Directive 1: In the passage on gym anxiety, copy the part between "There was a" and "give it a go.", inclusive, swapping in "fitness center" for each "gym".
Directive 2: Write the next part of the passage on gym anxiety, picking up right after its last sentence.

Selected excerpt:
= = = = = = =

There was a time (not so long ago!*) when I really struggled to make fitness a consistent part of my life. I had a load of reasons not to go that seemed totally legit at the time: I had to work late, I was too tired, I was too busy, I forgot to put my kit in the car etc etc. However, I now realize that my “reasons” for avoiding fitness were actually excuses because I was afraid of the gym. It was somewhere that only really fit people went. Somewhere that the unfit got judged. And somewhere where I had literally no idea what I was doing, so I would rather avoid it if I could.
There’s no getting around the fact that for some of you the gym can feel like an intimidating place when you’re first starting out. But I am hoping to share a few experiences and tips that mean you might be willing to give it a go.
On the days I wasn’t able to give myself an excuse, I would walk across the gym floor, and the confident feeling would fade fast. I would walk in and then the feelings of insecurity would start sinking in.
Or, as someone else on the internet put it: “Hello, gym anxiety: that self-conscious, confidence-vanishing feeling one experiences when faced with an intimidating, embarrassing, or potentially awkward situation at the gym.”
I had zero clue what I was doing. I’ll let you in on a secret (I mean it’s not a juicy secret, just something you wouldn’t expect!)… the first time I ever went on a treadmill was during my Personal Training qualification 😲 Until then, I was petrified of them. I had no idea how to use them, they were always at the front of the gym, and I had witnessed someone face planting one twice in a row when I first joined the gym. My usual trip to the gym would involve the cross-trainer for 30minutes while I watched what everyone else did. Looking back, I probably wasn’t helping others that experienced gym anxiety, because I stared at EVERYONE 🤣 But I was staring in awe and trying my best to see what knobs they used to adjust the machines and how it all moved. For me, the worst fear was looking stupid on the machines.
And I knew I wasn’t alone – Gym anxiety is universally experienced by so many people. So how did I overcome this fear and make a career out of actually working in not 1 but 2 gyms?! Initially I just stuck with it. I tried my best and kept watching everyone else (I apologise if you have ever been at the other end of my stares – I promise I was just inspired by what I saw!) I accepted the fact that people that go to the gym everyday had to start somewhere, just like me! People are not born knowing how to use a squat rack!

= = = = = = =

Data shown:

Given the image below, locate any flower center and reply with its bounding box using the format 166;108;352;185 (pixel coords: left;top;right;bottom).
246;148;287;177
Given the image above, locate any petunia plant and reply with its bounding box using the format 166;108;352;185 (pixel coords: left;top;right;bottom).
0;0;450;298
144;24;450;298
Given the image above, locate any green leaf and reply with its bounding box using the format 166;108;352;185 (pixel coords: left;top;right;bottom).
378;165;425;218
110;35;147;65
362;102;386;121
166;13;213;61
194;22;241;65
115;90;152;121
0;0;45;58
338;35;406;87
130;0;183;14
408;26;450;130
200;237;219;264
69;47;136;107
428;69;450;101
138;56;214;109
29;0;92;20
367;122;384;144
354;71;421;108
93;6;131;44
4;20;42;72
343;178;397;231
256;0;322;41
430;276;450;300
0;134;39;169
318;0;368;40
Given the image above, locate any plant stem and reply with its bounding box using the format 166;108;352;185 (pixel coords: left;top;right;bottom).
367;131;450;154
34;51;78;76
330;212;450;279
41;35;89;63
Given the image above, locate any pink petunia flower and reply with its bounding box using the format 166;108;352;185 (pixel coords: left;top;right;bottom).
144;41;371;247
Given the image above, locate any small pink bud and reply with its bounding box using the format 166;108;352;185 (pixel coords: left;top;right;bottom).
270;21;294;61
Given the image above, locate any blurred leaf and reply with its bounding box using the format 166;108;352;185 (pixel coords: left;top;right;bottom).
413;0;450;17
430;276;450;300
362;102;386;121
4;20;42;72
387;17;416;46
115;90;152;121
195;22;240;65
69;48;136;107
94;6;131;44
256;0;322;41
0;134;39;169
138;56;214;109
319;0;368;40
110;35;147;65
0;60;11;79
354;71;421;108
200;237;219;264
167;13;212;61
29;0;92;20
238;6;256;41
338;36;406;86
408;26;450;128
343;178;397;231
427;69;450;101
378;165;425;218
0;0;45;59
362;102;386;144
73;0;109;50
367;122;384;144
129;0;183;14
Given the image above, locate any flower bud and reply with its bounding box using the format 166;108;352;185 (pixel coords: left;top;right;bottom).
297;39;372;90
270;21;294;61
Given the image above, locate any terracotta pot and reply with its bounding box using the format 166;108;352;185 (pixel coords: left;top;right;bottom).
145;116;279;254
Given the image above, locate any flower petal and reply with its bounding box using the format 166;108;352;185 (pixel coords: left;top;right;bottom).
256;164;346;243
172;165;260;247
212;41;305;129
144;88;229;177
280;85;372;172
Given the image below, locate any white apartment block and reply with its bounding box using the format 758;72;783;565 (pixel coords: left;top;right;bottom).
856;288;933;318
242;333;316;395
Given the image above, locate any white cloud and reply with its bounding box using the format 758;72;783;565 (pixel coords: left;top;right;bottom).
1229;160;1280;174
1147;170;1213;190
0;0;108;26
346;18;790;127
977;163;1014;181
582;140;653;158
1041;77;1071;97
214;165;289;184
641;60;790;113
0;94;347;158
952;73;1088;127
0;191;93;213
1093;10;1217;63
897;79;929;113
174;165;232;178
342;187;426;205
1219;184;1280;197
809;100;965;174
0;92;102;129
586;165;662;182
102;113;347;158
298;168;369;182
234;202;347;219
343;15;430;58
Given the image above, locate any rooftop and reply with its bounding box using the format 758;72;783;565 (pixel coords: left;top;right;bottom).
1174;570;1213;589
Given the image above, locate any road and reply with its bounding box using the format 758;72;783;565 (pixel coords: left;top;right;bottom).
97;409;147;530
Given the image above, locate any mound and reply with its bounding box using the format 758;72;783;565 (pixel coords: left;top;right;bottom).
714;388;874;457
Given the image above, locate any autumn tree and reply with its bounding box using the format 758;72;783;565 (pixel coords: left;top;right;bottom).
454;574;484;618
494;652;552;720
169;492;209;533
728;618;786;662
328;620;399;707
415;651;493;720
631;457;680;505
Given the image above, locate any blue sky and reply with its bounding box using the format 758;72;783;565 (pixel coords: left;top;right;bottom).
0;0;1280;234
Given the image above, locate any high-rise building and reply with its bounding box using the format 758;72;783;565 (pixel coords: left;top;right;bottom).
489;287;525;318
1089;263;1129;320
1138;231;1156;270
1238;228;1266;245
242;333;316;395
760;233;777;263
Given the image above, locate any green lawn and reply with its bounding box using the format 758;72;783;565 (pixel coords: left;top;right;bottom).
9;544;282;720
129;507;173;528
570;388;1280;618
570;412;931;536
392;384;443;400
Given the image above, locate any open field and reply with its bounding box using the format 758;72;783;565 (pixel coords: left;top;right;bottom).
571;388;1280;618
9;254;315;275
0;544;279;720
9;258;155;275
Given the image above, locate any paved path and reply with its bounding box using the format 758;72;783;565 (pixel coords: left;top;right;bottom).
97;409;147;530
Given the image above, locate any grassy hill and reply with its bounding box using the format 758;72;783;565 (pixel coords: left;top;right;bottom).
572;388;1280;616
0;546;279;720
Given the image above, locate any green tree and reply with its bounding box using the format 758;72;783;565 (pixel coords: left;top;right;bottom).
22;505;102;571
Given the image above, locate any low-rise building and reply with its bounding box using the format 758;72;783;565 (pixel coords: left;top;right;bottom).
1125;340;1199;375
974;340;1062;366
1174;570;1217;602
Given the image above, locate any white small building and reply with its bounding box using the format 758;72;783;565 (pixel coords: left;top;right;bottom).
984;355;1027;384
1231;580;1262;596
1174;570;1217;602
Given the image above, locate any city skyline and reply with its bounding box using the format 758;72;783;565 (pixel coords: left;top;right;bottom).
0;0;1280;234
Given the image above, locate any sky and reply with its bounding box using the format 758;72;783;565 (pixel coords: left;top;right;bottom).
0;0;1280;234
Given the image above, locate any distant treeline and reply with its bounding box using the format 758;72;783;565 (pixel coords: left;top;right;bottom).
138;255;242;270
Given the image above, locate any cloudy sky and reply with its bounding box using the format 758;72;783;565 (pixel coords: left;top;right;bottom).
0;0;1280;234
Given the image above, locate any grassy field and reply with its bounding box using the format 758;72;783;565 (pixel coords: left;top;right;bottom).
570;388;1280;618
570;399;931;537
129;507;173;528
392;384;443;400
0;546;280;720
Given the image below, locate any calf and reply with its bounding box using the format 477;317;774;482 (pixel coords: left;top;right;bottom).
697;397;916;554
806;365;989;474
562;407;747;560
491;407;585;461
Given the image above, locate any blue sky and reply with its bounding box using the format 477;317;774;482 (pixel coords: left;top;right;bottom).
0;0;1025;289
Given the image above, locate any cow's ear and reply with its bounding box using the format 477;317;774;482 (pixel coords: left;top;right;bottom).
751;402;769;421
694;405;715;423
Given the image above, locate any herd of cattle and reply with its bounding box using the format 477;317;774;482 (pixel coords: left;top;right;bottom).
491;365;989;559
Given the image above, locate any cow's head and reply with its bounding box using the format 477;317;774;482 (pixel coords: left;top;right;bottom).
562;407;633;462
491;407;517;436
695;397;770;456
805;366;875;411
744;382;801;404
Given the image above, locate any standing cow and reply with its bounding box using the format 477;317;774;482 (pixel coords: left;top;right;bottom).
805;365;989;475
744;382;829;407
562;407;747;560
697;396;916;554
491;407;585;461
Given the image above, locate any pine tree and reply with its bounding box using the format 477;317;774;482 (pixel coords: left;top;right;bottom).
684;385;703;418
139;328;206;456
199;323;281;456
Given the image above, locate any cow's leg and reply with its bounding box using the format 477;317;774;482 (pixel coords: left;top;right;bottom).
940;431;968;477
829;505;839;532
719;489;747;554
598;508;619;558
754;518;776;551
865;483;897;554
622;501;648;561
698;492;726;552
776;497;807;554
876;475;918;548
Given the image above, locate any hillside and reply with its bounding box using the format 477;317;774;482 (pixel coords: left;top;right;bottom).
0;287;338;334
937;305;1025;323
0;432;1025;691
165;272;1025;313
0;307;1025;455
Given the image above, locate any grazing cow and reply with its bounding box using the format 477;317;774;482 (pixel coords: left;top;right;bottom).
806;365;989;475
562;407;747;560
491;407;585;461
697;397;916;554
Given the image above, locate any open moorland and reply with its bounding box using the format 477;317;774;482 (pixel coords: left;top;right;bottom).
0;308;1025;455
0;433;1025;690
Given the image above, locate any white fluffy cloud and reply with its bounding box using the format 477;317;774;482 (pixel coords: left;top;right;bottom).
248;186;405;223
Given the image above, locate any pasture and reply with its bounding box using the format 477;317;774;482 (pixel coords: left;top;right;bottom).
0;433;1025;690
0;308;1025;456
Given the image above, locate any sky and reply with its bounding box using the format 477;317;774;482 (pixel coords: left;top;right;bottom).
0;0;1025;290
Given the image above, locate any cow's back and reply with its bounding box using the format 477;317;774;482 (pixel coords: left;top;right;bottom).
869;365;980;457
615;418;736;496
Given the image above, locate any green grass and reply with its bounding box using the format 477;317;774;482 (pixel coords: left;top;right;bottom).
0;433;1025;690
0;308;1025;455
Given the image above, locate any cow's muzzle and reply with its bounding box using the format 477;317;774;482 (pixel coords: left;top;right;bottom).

= = = = = = =

Task response 1:
There was a time (not so long ago!*) when I really struggled to make fitness a consistent part of my life. I had a load of reasons not to go that seemed totally legit at the time: I had to work late, I was too tired, I was too busy, I forgot to put my kit in the car etc etc. However, I now realize that my “reasons” for avoiding fitness were actually excuses because I was afraid of the fitness center. It was somewhere that only really fit people went. Somewhere that the unfit got judged. And somewhere where I had literally no idea what I was doing, so I would rather avoid it if I could.
There’s no getting around the fact that for some of you the fitness center can feel like an intimidating place when you’re first starting out. But I am hoping to share a few experiences and tips that mean you might be willing to give it a go.

Task response 2:
There are four psychological reasons for gym anxiety:
1: Not being sure what to do:
Don’t worry – not many people really know what they’re doing! But most of the time, it doesn’t matter. As long as you’re doing things safely, there isn’t much you can do wrong. If you’re doing resistance training, just make sure to start with a light weight and slowly work your way up. Under estimate what you can lift – it’s much better than struggling and hurting yourself. And honestly – just ask! I was too scared to ask how things worked and it held me back for such a long time. Now, I always feel honoured when someone asks me a question – especially when I am not working! So you could even make someone’s day by letting them help you.
And this is not an advert for personal training, but it can honestly help so much if you have no idea what to do. If you find a decent personal trainer (like me 😉) they won’t mind if you just want a couple of sessions until you gain confidence to start going on your own. You don’t have to commit to months and months of training with them! Use them as your shield and ask them all the questions you need to.
2: Comparing yourself to other people in the gym:
Yep..I would do this too! I would always look at other women and think they had a better body than me, they were slimmer than me, they were stronger than me, they were fitter than me…all the comparisons were happening in my head. Again – this really held me back because I was always thinking I wasn’t good enough. So what did I do to fix this? I started to concentrate on myself, and consistently reminded myself of how great I was doing. As soon as I started thinking this way, my strength really started to improve.
When you’re seriously working hard, you won’t have time to compare yourself to others. Only you know where you started. And everyone that you look up to, were there at one point too. The only way to be as strong/slim/fit/healthy as them is to keep working on yourself. Have them as inspiration, but don’t have them as comparisons.
3: Feeling like people are judging you
I would feel like this all the time – it was exhausting! I thought people would be judging the way I did things, or judging the small weights I was using.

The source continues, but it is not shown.